_STATED GOAL_
Pull out every one of the rows below that contains the string "sign", treating uppercase and lowercase as different.

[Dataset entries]
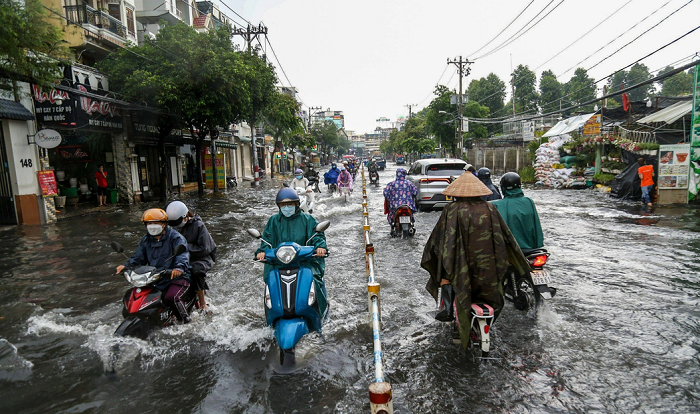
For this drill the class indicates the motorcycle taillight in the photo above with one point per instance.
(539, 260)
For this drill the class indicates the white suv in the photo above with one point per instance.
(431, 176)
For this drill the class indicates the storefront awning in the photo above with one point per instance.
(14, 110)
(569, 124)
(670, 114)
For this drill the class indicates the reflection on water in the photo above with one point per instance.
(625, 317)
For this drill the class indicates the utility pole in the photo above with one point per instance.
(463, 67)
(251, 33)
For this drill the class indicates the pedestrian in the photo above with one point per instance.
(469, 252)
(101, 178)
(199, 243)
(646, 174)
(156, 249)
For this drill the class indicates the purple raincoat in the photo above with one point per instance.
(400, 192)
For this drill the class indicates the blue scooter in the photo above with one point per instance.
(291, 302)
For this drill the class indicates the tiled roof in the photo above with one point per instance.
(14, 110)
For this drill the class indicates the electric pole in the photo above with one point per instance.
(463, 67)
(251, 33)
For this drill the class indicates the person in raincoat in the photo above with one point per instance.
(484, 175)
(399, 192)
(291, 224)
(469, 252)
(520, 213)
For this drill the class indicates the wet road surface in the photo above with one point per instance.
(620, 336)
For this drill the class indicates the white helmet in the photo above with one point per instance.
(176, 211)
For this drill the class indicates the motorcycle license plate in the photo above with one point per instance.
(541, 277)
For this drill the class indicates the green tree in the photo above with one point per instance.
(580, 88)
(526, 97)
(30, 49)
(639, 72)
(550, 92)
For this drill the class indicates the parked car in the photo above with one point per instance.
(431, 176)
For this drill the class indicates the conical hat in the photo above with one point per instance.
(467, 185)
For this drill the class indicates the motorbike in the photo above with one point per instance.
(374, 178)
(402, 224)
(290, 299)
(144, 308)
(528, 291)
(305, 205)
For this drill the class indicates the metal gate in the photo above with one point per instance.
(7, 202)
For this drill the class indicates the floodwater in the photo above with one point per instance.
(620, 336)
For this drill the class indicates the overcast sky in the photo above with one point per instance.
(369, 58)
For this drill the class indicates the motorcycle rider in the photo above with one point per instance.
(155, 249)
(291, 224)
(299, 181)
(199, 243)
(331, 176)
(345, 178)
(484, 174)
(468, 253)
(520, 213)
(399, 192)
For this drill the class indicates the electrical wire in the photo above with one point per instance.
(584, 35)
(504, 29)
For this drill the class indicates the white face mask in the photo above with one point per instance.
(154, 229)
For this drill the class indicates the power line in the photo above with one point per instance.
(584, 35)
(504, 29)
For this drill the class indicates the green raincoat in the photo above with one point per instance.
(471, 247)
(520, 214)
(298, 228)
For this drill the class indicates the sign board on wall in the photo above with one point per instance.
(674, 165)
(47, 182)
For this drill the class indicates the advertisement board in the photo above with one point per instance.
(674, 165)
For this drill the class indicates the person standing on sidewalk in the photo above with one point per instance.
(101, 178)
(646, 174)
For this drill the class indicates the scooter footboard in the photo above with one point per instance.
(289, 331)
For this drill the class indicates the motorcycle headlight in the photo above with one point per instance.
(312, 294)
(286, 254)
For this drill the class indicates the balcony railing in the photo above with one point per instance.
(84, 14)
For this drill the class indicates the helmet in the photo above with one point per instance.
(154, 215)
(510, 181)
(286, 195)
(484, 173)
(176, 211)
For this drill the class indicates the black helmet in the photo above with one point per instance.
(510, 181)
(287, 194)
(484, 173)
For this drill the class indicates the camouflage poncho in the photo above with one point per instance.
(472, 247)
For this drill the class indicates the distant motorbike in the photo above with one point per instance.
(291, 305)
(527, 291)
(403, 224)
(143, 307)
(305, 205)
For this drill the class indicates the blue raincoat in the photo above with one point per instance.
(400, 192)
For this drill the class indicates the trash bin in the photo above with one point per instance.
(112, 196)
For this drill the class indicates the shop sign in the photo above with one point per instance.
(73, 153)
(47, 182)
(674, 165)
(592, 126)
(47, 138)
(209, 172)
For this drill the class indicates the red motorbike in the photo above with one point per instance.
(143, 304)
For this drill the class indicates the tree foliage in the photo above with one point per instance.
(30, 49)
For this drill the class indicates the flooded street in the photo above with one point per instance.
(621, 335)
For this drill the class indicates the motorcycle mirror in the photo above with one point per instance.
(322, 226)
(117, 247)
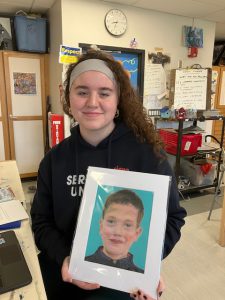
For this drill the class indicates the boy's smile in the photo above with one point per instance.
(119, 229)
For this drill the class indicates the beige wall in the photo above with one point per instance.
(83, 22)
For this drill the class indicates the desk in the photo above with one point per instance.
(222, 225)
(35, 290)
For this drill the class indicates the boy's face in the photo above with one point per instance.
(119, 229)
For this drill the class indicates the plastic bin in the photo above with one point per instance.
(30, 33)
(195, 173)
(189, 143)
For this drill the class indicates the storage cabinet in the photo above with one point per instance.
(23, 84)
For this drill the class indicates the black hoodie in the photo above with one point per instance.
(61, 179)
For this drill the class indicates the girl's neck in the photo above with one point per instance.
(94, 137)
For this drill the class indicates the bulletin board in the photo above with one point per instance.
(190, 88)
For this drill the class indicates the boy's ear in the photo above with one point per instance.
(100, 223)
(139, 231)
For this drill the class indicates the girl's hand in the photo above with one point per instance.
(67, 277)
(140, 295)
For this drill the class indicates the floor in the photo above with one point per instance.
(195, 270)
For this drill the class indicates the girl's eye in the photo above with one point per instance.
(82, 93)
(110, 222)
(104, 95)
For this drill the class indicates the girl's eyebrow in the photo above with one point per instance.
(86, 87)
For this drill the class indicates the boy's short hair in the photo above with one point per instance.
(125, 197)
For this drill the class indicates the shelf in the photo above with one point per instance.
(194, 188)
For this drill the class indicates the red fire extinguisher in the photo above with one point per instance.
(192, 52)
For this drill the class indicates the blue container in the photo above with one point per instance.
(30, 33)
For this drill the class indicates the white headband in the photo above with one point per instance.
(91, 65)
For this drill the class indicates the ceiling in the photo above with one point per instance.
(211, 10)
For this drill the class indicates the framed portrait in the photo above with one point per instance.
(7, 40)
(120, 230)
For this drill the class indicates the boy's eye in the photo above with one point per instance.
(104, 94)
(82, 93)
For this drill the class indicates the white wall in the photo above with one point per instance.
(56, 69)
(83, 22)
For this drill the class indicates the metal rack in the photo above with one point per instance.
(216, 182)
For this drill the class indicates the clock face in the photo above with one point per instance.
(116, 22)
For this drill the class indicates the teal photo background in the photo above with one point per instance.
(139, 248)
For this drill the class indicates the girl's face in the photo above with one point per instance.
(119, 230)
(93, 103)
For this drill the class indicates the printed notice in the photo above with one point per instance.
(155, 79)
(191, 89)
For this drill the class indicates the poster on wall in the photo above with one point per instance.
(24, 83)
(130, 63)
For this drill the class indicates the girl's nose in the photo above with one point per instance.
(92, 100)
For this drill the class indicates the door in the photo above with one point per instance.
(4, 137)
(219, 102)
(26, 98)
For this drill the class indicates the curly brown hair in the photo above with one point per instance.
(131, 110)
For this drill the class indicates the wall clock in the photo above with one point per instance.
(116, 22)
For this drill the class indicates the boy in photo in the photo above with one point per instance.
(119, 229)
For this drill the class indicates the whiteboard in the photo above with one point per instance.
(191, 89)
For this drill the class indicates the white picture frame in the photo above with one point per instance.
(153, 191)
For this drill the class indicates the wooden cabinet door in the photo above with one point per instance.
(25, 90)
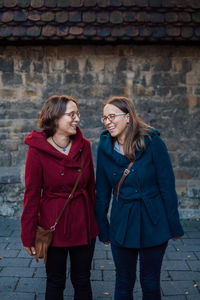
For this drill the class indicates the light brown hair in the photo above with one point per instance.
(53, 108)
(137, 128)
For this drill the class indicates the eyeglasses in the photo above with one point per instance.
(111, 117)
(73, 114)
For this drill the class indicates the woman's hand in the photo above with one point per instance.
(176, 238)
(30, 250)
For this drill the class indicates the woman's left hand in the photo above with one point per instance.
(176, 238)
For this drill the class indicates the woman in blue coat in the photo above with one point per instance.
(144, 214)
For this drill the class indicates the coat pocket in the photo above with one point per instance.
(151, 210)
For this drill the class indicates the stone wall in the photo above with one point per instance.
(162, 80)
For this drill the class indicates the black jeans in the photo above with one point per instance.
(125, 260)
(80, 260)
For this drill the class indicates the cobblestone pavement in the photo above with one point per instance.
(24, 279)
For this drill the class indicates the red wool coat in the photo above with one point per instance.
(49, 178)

==

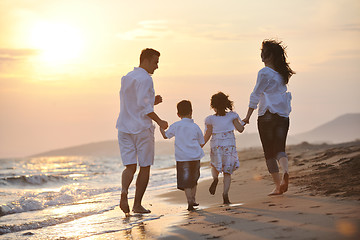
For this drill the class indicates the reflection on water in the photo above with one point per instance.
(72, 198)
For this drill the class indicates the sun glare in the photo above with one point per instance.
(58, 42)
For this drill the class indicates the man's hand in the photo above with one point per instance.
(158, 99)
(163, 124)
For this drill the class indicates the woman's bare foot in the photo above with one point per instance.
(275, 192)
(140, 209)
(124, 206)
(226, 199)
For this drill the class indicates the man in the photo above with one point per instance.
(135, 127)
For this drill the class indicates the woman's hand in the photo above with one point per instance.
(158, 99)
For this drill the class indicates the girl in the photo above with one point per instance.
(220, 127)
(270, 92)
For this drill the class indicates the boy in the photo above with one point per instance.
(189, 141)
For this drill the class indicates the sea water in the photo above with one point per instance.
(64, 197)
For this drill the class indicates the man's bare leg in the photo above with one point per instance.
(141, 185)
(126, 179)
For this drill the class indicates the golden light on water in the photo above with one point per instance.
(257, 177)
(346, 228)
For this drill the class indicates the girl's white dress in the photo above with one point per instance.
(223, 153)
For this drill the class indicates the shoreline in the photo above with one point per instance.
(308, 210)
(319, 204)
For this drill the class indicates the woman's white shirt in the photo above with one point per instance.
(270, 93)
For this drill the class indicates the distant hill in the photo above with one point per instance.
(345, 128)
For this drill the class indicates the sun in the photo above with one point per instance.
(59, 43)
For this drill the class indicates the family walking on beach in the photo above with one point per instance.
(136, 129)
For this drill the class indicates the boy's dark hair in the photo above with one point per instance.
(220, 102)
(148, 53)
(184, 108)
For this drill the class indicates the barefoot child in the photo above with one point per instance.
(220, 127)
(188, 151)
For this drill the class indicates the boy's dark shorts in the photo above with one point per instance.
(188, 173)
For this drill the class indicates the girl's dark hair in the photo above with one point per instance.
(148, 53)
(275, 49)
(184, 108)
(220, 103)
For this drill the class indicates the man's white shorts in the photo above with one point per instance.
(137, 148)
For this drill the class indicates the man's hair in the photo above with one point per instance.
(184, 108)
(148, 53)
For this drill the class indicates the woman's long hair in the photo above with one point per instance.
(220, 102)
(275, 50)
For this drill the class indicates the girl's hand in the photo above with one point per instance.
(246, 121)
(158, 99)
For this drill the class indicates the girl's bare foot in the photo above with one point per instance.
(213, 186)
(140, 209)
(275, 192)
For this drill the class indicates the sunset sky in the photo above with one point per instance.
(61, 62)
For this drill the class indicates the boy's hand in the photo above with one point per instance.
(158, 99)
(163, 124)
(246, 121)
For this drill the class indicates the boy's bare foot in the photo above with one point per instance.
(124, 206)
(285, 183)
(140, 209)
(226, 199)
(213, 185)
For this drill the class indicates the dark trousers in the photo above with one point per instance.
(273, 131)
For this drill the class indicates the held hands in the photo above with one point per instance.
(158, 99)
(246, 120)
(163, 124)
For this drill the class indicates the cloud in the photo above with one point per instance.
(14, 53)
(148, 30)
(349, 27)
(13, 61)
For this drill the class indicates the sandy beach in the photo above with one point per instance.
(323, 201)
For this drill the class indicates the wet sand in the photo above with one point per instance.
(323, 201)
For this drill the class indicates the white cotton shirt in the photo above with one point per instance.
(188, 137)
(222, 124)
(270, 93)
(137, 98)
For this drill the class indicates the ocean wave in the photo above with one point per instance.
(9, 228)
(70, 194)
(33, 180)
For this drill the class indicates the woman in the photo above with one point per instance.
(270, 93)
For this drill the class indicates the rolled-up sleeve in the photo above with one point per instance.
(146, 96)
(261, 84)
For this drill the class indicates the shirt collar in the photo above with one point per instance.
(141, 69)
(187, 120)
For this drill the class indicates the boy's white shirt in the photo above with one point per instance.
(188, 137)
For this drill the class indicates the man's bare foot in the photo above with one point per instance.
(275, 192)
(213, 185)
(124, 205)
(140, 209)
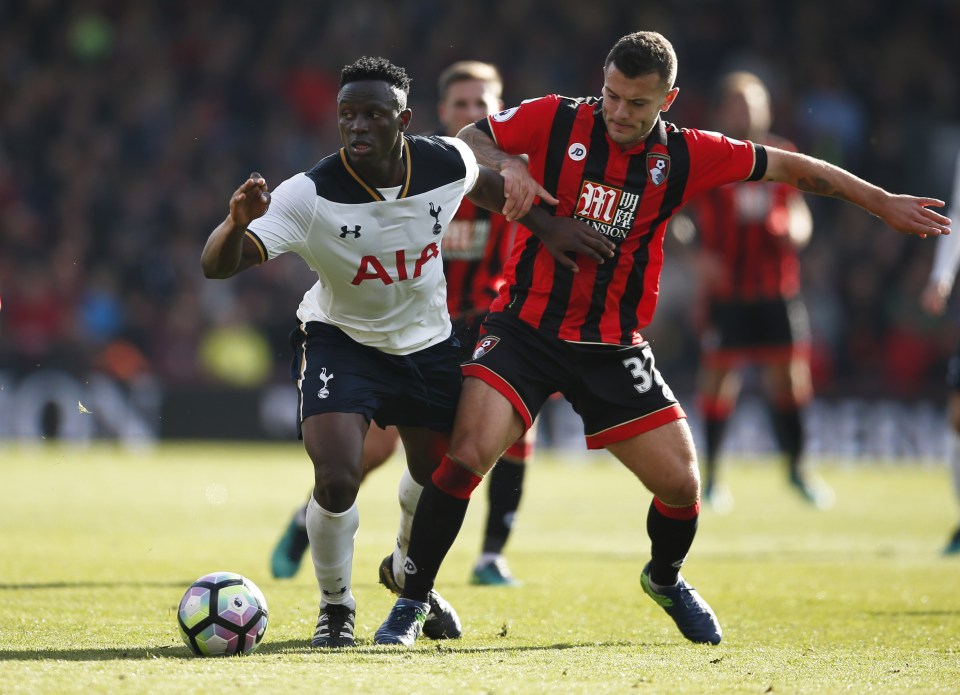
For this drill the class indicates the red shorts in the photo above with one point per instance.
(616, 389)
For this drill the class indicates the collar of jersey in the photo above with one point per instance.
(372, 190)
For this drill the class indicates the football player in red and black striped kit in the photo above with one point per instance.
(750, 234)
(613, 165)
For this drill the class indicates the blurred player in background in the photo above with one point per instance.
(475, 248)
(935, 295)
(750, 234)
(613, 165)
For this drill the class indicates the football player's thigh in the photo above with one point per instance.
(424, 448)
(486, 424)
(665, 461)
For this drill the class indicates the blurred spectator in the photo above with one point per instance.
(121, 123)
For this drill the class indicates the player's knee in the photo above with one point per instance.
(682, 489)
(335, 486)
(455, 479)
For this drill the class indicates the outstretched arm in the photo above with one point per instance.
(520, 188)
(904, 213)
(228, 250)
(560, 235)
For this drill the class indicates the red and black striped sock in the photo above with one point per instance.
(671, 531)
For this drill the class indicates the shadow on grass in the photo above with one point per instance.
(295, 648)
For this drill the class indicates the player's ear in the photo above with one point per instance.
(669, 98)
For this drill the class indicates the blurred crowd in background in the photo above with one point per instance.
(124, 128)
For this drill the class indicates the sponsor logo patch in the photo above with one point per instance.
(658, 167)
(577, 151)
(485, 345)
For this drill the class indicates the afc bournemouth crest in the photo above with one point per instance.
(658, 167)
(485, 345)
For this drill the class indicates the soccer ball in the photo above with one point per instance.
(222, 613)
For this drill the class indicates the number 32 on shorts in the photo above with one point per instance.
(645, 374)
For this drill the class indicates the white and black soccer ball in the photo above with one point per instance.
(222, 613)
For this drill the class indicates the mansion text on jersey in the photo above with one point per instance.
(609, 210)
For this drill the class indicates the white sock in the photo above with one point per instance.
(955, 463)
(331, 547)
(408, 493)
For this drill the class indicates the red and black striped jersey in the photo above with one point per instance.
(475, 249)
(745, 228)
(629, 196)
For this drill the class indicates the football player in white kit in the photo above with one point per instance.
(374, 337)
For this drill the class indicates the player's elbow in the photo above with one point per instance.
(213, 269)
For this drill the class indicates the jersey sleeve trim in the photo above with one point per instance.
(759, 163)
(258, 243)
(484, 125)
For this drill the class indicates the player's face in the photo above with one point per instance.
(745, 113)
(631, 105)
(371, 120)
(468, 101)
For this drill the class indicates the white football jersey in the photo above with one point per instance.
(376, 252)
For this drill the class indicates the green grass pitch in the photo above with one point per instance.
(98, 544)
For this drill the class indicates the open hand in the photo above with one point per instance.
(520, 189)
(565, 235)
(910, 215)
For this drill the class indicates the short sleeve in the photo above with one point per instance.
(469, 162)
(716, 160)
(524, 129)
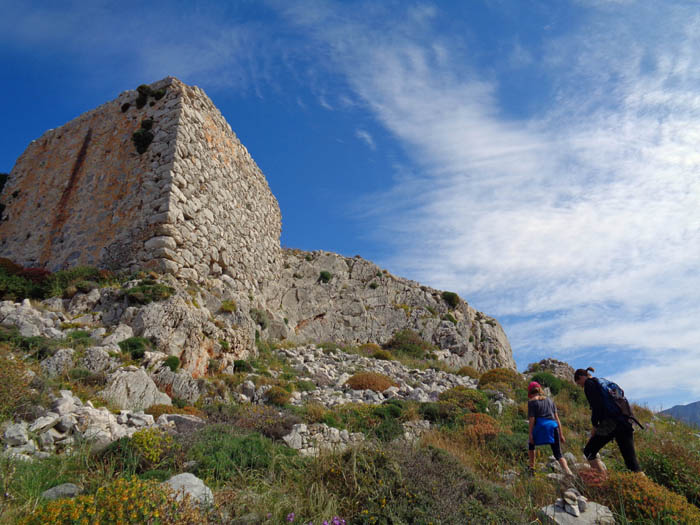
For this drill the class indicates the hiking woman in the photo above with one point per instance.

--

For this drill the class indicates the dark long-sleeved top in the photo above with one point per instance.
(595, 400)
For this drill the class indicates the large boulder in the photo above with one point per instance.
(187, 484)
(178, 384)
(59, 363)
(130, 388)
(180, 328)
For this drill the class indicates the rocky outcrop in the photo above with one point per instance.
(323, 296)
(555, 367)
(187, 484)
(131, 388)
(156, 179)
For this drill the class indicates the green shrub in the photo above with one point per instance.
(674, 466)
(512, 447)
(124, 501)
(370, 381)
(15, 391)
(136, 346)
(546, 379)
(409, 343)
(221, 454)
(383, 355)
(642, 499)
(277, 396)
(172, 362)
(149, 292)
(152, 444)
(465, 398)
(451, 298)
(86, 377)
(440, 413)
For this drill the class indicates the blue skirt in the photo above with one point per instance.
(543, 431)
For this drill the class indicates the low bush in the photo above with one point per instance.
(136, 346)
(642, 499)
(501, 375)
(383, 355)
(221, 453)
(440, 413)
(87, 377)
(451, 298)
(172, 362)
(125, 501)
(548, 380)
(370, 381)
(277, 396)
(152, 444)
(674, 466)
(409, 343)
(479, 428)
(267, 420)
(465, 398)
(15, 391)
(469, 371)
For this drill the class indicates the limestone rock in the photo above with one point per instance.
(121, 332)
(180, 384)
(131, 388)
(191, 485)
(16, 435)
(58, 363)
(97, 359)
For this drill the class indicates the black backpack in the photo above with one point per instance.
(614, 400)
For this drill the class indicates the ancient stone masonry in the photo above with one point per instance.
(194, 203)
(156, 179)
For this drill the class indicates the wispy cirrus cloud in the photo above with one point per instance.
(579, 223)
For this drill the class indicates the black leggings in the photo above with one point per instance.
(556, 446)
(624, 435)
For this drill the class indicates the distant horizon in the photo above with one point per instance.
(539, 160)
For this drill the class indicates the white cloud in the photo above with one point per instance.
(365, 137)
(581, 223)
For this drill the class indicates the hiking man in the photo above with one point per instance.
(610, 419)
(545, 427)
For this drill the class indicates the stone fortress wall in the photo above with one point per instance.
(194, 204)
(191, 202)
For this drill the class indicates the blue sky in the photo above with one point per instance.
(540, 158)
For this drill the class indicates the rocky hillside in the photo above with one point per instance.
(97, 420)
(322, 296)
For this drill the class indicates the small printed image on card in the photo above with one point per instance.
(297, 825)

_RESPONSE TO THE EXERCISE_
For this drill the class indicates the sign board on wall in the photo above with one point per instance.
For this drill the class indicates the shop sign in the photo above with one point per instance.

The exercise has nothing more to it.